Write the line that includes "If you could drop a marker on the wooden table, one" and all subsequent lines, exactly as written, and nothing more.

## Material

*****

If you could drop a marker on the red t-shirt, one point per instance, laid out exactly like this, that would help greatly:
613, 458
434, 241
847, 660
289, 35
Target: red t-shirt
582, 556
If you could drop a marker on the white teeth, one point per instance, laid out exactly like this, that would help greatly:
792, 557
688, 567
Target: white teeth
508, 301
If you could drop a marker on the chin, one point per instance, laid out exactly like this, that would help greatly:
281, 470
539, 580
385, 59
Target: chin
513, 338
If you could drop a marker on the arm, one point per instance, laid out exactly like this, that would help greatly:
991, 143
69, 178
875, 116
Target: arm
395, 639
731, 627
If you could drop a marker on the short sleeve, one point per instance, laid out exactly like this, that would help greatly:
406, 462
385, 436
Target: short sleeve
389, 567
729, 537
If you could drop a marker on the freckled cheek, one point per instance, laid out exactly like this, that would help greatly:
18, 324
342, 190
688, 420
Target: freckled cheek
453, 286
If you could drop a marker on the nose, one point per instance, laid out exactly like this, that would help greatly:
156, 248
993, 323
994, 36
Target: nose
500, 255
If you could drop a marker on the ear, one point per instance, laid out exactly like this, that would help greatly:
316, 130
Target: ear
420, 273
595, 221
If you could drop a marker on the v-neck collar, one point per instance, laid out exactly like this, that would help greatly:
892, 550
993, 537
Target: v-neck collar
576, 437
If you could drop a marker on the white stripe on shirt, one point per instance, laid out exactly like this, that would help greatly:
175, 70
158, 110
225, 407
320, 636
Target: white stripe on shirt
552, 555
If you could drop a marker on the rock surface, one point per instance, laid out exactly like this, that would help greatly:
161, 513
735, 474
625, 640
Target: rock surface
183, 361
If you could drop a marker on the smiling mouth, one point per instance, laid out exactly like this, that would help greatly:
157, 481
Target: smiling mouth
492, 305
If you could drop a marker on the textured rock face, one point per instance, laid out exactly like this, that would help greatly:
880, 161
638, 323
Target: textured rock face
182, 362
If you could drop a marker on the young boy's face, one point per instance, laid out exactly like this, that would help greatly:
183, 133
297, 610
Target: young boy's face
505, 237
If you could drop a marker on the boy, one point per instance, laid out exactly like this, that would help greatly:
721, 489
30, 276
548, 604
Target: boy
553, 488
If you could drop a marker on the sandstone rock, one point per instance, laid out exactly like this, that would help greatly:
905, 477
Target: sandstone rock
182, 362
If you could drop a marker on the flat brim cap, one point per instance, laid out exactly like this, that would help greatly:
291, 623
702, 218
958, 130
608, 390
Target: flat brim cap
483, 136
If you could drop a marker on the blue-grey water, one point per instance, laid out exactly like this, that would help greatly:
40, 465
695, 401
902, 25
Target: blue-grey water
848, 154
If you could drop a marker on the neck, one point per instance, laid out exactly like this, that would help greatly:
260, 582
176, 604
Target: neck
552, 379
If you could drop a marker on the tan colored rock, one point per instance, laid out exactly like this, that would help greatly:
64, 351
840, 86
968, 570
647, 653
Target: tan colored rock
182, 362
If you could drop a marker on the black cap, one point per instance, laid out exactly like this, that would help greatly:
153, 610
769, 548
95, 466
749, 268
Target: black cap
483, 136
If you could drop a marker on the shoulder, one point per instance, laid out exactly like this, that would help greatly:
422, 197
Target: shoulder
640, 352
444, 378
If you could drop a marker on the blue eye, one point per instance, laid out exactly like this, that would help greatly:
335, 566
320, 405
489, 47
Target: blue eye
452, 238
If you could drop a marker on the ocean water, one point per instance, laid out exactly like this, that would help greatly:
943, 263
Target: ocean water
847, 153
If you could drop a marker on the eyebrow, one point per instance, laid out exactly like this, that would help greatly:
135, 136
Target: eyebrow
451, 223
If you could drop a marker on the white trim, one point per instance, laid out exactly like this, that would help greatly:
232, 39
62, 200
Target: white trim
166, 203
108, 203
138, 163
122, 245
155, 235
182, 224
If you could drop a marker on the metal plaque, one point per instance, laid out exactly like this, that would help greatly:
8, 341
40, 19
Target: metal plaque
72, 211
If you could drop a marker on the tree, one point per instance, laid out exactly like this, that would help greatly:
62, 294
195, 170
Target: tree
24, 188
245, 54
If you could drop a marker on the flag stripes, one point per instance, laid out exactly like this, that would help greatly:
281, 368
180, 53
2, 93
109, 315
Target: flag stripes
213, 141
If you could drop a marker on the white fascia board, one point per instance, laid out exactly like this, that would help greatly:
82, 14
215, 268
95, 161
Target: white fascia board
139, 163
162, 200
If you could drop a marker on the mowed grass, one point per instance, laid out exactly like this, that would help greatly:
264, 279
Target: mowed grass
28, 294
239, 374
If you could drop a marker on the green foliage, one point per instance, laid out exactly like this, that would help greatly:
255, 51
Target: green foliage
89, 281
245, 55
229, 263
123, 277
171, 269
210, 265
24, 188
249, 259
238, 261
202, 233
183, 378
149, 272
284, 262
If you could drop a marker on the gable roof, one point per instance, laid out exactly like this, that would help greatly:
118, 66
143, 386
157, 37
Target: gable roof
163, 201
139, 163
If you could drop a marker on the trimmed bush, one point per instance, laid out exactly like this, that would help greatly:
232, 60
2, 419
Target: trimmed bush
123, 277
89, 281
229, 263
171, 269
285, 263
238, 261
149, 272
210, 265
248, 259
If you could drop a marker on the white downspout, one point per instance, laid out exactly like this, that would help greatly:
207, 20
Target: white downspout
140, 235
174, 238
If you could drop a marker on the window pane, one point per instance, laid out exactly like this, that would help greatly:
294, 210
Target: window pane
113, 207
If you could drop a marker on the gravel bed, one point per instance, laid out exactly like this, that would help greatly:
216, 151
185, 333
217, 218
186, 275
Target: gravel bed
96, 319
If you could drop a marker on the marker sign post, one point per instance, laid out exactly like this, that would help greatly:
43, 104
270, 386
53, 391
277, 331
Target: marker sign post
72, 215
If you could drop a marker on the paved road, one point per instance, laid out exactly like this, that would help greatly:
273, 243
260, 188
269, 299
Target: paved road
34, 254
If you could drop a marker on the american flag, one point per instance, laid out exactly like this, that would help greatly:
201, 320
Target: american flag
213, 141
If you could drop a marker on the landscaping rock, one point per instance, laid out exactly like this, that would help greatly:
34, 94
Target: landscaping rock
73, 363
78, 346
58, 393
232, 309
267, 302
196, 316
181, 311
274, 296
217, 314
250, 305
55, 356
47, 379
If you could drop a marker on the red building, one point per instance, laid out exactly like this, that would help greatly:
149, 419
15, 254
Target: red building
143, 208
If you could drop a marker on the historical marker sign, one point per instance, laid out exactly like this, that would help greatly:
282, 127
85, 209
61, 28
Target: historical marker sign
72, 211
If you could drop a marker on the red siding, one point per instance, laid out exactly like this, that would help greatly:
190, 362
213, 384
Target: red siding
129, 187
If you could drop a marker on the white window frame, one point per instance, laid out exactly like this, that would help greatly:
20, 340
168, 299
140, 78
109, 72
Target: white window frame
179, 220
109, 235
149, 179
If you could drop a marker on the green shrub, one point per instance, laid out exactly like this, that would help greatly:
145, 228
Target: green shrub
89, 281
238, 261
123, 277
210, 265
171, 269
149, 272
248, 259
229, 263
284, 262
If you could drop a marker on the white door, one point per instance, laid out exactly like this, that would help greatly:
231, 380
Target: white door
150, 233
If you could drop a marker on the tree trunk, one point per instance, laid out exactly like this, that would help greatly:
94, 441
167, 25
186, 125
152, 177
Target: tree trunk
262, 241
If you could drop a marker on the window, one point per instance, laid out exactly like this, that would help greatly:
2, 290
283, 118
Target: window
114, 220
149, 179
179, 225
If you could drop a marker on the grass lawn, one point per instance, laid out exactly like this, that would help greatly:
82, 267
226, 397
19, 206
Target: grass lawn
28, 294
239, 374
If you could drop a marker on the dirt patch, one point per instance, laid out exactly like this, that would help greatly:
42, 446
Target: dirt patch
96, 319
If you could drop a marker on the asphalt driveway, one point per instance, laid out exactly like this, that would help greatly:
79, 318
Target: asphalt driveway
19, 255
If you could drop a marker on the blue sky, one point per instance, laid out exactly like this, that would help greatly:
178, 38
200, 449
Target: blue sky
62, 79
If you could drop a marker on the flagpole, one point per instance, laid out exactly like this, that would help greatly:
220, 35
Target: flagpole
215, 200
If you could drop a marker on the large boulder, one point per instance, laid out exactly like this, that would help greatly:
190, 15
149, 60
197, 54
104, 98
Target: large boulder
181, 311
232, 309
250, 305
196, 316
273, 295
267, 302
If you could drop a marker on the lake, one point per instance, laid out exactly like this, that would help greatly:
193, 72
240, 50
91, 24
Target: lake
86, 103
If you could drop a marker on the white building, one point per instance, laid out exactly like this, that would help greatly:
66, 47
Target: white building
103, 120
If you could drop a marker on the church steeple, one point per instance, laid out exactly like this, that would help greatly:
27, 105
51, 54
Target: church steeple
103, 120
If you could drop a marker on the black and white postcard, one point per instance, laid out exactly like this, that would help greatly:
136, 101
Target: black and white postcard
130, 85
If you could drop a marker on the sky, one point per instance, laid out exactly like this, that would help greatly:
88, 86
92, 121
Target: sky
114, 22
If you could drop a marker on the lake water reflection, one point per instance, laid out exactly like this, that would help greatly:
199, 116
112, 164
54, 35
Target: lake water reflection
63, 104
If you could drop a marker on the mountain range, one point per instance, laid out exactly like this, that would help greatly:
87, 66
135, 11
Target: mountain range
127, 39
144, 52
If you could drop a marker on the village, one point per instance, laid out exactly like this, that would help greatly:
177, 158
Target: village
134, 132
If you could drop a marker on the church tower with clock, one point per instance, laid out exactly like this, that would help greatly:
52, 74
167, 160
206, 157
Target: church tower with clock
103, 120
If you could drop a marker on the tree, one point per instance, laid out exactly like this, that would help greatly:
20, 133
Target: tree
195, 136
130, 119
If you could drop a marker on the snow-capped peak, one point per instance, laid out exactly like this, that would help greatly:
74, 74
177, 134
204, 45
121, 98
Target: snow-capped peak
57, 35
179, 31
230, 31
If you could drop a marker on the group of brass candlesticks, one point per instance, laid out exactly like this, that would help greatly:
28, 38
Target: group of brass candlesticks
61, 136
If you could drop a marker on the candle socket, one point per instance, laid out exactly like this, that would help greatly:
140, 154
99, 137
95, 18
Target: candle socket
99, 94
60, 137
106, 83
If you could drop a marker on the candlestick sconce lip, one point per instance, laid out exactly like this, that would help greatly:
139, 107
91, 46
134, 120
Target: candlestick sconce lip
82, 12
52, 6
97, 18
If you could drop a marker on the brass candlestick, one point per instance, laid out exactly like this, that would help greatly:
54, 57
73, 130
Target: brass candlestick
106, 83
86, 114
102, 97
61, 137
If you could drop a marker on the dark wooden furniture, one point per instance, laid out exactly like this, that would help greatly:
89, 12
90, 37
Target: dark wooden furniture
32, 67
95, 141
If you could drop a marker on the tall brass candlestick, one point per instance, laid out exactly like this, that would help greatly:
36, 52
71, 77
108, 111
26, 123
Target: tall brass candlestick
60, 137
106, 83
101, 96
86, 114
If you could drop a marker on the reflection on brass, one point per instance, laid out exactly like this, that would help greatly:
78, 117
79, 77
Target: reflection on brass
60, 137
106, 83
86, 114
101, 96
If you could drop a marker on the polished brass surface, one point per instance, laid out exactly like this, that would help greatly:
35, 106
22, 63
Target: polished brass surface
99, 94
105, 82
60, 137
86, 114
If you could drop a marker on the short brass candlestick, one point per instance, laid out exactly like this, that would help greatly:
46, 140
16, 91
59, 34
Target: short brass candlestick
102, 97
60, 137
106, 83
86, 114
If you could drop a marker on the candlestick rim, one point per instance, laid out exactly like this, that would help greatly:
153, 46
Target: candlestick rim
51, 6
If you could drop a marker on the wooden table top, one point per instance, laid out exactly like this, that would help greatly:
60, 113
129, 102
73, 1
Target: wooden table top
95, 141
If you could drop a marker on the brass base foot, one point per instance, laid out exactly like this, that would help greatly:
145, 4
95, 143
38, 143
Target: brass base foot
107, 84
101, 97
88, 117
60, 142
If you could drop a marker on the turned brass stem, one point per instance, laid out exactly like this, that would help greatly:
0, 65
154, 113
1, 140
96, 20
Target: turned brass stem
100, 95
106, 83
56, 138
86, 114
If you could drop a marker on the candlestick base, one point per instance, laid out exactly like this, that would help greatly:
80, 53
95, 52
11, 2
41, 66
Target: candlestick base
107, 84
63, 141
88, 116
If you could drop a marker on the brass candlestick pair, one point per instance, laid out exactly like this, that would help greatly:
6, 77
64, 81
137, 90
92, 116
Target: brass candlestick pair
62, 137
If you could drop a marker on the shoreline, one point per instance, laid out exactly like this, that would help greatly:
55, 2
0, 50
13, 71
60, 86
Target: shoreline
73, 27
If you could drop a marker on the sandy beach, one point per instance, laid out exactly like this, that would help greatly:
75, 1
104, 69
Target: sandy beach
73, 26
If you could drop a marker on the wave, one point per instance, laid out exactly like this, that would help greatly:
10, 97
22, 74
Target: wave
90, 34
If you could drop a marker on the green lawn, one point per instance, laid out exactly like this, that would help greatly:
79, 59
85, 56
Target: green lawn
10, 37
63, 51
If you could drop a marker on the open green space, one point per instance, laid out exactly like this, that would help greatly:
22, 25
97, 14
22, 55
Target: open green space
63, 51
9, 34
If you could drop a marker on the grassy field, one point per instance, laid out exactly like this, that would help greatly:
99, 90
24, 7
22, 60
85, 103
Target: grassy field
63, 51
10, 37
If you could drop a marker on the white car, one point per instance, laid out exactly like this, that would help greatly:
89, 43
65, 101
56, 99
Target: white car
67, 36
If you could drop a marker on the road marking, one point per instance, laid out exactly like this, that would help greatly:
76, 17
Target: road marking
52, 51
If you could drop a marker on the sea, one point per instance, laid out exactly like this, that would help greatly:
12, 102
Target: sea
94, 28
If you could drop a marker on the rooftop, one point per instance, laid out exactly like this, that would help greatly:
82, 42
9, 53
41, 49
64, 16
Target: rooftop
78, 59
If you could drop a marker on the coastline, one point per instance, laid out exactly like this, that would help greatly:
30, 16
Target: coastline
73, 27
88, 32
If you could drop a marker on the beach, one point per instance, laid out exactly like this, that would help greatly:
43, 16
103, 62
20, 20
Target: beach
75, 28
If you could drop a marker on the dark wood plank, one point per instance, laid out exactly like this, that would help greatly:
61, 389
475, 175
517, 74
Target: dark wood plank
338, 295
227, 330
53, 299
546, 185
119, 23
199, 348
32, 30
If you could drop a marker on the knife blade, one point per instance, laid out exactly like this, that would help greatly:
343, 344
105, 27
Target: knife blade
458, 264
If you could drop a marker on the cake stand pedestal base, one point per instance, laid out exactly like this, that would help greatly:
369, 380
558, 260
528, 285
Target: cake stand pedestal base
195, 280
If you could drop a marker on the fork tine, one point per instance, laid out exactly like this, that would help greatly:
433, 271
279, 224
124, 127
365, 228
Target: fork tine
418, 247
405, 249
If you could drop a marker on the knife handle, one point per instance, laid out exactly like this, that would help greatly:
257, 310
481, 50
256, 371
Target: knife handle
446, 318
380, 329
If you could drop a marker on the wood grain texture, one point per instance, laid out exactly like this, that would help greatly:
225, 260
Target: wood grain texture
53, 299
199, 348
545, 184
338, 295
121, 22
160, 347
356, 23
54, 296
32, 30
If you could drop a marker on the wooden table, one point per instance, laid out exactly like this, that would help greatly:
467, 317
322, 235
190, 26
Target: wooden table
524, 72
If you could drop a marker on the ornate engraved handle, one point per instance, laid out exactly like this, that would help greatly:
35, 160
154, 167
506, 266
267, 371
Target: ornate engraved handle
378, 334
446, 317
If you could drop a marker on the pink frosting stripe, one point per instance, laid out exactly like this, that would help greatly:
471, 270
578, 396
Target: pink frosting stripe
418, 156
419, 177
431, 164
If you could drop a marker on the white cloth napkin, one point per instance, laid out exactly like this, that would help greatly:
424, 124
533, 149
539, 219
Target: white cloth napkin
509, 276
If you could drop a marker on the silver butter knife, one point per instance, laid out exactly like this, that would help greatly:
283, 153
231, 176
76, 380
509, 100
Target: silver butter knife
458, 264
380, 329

*****

## Answer to the exercise
If you could drop a marker on the wooden table, one point per instance, laid out exactly like this, that would help greatly:
467, 317
322, 235
190, 26
Target: wooden table
524, 72
If you could drop a marker on the ornate engraved handle, one point per instance, laid out exactly like this, that would help greatly:
35, 160
154, 167
506, 266
267, 371
Target: ornate engraved handle
378, 334
446, 317
If you could drop a marker on the pink frosting stripe, one point per instance, laid out exactly like this, that would help greatly:
471, 270
578, 396
Target: pink frosting stripe
418, 156
419, 177
431, 164
If you could drop a marker on the white cloth napkin, one point per instance, laid out exactly like this, that would help greatly:
424, 124
533, 149
539, 219
Target: white cloth napkin
509, 276
If you could drop a marker on the silver butter knife, one point per instance, laid out exactly like this, that would help greatly:
283, 153
231, 176
76, 380
509, 100
Target: silver butter knife
458, 264
380, 329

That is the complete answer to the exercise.